■ About this exercise
Only those lines running from the start of the listing below through the line that holds "target | chrome wheel rim" are to be written out, exactly and in full.

Study material Block Start

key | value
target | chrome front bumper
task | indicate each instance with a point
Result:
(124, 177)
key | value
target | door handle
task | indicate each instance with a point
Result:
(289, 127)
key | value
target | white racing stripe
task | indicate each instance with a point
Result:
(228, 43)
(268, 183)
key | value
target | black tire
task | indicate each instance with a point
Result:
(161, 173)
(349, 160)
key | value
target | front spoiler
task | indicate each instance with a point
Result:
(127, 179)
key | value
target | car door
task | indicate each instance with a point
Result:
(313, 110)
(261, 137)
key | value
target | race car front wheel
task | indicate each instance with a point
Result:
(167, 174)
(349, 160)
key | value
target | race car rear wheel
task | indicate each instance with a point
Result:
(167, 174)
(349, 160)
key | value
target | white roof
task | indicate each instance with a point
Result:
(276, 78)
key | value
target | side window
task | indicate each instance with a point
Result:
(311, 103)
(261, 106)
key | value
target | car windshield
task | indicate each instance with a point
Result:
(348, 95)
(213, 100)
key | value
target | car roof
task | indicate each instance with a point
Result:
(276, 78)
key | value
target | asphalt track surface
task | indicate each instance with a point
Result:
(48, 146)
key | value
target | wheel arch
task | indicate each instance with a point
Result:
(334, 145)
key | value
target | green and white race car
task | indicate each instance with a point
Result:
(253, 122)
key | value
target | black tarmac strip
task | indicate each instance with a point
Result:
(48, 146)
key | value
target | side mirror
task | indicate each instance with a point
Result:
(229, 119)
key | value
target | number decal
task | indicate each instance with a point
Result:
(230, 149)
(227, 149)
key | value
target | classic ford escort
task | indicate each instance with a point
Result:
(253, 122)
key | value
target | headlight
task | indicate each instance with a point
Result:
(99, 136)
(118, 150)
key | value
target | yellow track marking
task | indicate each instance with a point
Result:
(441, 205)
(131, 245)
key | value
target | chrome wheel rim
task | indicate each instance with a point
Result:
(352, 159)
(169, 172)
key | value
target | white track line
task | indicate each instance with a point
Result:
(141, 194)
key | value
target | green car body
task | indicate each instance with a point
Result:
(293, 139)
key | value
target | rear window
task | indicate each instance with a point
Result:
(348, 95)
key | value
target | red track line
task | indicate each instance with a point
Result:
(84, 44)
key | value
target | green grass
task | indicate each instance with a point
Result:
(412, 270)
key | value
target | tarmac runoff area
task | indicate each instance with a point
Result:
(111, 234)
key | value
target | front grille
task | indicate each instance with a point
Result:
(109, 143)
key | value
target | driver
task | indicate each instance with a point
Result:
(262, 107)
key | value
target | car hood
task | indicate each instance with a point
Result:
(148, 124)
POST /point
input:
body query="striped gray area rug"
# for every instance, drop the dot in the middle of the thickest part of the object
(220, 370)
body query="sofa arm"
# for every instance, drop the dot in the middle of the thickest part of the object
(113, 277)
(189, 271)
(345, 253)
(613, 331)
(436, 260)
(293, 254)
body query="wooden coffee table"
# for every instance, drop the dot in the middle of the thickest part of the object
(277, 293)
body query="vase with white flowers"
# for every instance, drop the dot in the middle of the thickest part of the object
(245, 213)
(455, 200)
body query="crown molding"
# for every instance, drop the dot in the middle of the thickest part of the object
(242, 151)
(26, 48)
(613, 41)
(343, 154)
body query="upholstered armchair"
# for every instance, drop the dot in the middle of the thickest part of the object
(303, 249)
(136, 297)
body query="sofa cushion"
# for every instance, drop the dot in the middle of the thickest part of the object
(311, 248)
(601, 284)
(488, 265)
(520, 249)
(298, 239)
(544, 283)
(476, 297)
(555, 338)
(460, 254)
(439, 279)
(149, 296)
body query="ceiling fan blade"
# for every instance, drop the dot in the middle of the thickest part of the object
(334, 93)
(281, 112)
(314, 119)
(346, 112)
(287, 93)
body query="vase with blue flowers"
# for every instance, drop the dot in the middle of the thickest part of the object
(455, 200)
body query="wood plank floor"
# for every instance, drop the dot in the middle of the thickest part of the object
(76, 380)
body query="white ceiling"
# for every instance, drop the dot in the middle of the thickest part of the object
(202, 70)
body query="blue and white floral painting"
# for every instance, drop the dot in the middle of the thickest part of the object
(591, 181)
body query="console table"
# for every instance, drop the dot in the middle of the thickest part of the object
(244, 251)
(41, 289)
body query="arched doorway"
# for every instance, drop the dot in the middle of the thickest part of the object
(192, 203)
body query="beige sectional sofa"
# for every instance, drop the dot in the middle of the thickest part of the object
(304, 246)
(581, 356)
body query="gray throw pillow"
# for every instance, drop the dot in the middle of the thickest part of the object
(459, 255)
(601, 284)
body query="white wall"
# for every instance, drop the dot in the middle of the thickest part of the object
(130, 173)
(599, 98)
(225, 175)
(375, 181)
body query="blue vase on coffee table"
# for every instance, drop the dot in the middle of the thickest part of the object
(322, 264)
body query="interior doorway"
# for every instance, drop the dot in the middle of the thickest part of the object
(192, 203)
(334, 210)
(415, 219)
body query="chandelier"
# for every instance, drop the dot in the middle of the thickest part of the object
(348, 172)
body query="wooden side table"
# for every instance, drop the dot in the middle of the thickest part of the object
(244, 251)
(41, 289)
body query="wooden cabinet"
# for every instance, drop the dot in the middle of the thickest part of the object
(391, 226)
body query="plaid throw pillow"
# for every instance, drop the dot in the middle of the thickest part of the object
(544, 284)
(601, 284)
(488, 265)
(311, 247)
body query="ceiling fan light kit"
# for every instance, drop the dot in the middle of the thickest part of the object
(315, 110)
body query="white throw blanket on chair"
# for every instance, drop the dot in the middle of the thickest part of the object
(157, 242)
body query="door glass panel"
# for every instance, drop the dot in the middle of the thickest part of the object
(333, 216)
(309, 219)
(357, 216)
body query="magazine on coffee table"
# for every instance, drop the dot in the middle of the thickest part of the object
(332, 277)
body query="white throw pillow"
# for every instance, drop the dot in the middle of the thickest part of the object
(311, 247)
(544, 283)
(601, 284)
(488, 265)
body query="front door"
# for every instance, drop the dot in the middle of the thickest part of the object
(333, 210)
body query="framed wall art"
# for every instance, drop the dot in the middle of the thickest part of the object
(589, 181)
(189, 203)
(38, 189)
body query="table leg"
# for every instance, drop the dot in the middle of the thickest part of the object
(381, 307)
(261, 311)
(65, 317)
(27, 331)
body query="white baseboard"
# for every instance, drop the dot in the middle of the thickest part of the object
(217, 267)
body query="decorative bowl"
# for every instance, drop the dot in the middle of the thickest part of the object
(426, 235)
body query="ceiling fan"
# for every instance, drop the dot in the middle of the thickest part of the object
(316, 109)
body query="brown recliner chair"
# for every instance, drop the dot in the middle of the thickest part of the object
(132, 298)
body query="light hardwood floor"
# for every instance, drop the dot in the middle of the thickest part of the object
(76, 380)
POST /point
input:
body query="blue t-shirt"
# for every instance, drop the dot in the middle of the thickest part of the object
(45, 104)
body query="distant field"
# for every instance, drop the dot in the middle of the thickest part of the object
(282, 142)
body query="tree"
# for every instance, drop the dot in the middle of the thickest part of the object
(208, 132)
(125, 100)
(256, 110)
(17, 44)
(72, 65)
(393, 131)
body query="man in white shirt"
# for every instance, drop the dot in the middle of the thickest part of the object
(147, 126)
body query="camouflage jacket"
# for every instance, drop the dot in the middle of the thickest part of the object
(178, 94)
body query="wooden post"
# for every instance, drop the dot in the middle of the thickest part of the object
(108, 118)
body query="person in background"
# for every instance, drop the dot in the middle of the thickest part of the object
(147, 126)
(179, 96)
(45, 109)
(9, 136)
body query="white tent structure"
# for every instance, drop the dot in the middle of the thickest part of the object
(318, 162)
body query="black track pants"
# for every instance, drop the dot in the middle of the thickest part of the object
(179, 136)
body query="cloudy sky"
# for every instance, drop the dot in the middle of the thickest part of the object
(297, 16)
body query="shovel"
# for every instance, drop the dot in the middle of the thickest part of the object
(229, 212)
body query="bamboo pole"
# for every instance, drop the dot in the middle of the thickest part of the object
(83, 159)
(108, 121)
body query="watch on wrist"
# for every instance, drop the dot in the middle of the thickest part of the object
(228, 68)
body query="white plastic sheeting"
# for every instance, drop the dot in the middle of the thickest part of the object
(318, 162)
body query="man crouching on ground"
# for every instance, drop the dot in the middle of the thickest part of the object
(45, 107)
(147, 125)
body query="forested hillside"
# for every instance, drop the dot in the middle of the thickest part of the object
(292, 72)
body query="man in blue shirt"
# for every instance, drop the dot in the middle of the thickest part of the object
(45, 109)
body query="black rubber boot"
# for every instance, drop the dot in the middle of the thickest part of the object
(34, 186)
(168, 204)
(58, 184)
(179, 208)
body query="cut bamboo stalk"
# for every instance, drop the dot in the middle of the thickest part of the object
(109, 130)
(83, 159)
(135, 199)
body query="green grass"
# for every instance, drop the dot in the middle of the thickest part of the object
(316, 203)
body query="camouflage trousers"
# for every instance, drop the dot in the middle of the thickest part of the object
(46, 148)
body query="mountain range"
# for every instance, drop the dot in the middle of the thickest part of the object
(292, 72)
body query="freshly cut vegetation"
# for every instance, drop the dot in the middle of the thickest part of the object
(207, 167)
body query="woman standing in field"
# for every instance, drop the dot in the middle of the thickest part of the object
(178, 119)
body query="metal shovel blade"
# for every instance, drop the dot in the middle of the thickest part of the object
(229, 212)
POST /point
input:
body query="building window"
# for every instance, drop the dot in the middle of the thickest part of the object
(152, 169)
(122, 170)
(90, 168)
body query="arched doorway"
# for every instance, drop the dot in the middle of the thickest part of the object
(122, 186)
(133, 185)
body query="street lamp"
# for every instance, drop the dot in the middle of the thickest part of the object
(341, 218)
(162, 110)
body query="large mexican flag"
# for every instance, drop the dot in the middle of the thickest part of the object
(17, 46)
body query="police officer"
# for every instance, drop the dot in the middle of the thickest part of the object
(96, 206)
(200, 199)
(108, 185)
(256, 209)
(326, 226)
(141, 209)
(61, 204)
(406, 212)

Study material Block End

■ Exercise solution
key | value
target | chrome front bumper
task | indicate each instance with a point
Result:
(124, 177)
key | value
target | door handle
task | indicate each instance with a point
Result:
(289, 127)
key | value
target | white racing stripe
task | indicate each instance with a point
Result:
(228, 43)
(268, 183)
key | value
target | black tire
task | indicate each instance with a point
Result:
(161, 173)
(349, 160)
key | value
target | front spoiler
task | indicate each instance with a point
Result:
(127, 179)
key | value
target | car door
task | indicate each instance with a point
Result:
(313, 110)
(261, 137)
key | value
target | race car front wheel
task | indicate each instance with a point
Result:
(167, 174)
(349, 160)
key | value
target | race car rear wheel
task | indicate each instance with a point
Result:
(167, 174)
(349, 160)
key | value
target | white roof
task | indicate each instance with a point
Result:
(276, 78)
key | value
target | side window
task | indicate each instance with a point
Result:
(311, 103)
(261, 106)
key | value
target | car windshield
task | indicate each instance with a point
Result:
(348, 95)
(213, 100)
key | value
target | car roof
task | indicate each instance with a point
Result:
(276, 78)
key | value
target | asphalt track surface
task | indicate each instance with a point
Result:
(48, 146)
key | value
target | wheel arch
task | indicate each instance with a point
Result:
(334, 145)
key | value
target | green and white race car
task | indicate each instance with a point
Result:
(253, 122)
key | value
target | black tarmac strip
task | indicate each instance with a point
Result:
(48, 146)
key | value
target | side mirror
task | indicate each instance with a point
Result:
(229, 119)
key | value
target | number decal
task | indicate each instance with a point
Result:
(230, 149)
(227, 149)
key | value
target | classic ford escort
task | indicate each instance with a point
Result:
(253, 122)
key | value
target | headlight
task | indicate each instance with a point
Result:
(99, 136)
(118, 150)
key | value
target | yellow track marking
task | indicate each instance with a point
Result:
(441, 205)
(131, 245)
key | value
target | chrome wheel rim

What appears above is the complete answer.